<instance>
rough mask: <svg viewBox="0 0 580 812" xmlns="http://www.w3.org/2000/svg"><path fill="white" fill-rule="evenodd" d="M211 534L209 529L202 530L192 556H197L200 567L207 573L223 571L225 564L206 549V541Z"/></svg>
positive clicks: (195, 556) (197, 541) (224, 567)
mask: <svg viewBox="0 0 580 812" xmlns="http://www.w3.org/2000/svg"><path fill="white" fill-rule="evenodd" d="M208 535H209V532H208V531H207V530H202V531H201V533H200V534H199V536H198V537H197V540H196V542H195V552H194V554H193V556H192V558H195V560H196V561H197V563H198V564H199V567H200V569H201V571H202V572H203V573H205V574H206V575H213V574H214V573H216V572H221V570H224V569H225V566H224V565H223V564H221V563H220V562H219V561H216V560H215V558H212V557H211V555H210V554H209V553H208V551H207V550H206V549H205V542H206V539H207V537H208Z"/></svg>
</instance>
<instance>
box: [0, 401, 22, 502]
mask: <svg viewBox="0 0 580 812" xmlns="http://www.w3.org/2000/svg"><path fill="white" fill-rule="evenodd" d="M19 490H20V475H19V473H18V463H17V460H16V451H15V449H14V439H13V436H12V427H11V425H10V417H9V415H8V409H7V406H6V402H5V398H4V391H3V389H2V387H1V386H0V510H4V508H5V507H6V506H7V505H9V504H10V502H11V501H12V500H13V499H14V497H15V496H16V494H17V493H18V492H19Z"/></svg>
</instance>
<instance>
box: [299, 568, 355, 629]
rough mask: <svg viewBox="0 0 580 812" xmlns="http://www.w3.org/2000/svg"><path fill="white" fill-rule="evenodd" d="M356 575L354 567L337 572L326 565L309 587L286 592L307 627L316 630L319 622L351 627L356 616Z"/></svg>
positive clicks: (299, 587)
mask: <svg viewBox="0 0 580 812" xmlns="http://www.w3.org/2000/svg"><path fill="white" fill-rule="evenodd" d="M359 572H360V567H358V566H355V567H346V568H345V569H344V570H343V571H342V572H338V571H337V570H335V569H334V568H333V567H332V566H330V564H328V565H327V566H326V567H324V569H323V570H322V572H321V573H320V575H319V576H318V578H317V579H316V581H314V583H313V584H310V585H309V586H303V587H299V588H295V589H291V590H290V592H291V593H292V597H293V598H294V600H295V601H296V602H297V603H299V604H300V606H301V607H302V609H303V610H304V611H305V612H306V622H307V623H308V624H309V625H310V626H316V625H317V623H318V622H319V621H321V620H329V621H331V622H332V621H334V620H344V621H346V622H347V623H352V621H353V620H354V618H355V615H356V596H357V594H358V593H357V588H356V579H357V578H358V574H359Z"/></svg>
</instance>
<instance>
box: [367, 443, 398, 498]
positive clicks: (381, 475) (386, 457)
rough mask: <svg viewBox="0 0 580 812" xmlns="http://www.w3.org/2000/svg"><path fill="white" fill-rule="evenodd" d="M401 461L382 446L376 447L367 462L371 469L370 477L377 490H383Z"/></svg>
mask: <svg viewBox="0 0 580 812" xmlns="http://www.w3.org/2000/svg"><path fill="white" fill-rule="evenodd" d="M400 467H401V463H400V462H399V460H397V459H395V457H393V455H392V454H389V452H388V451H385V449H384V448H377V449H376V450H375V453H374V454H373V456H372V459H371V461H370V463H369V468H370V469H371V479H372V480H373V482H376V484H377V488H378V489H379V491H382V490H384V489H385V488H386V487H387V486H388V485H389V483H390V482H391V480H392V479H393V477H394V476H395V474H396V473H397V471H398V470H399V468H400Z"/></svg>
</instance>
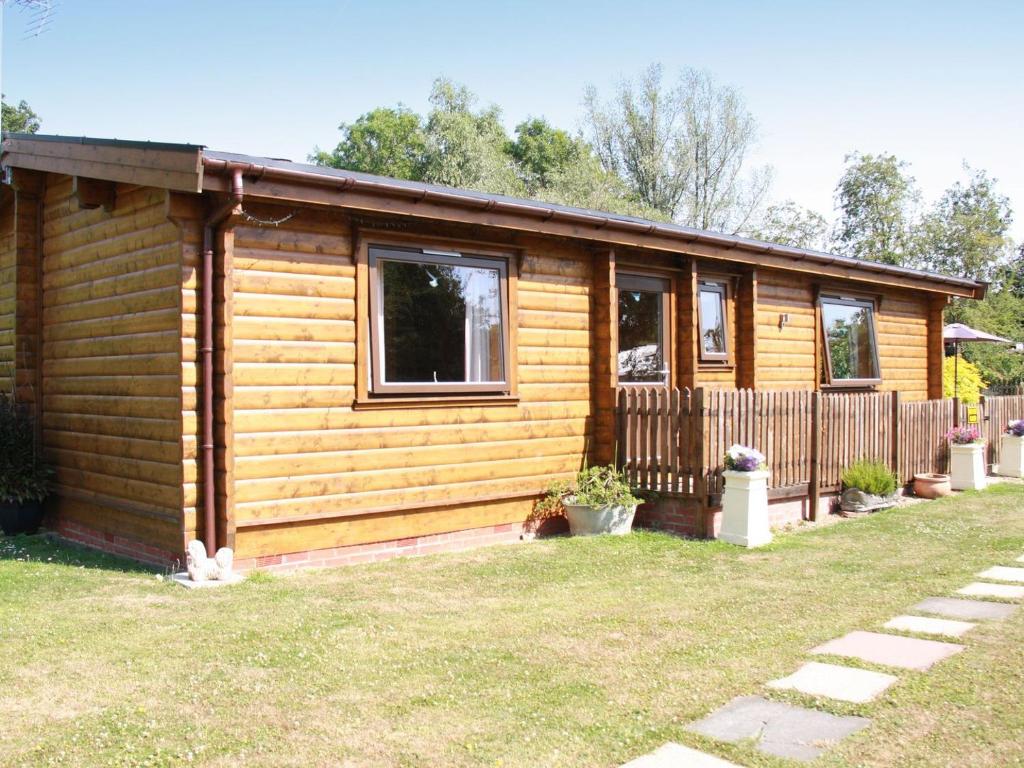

#####

_Énoncé du problème:_ Repérez dans les enregistrements chaque ligne contenant le mot « positive », puis recopiez-la.

_Réponse:_
positive clicks: (195, 556) (197, 541) (224, 567)
positive clicks: (299, 587)
positive clicks: (381, 475) (386, 457)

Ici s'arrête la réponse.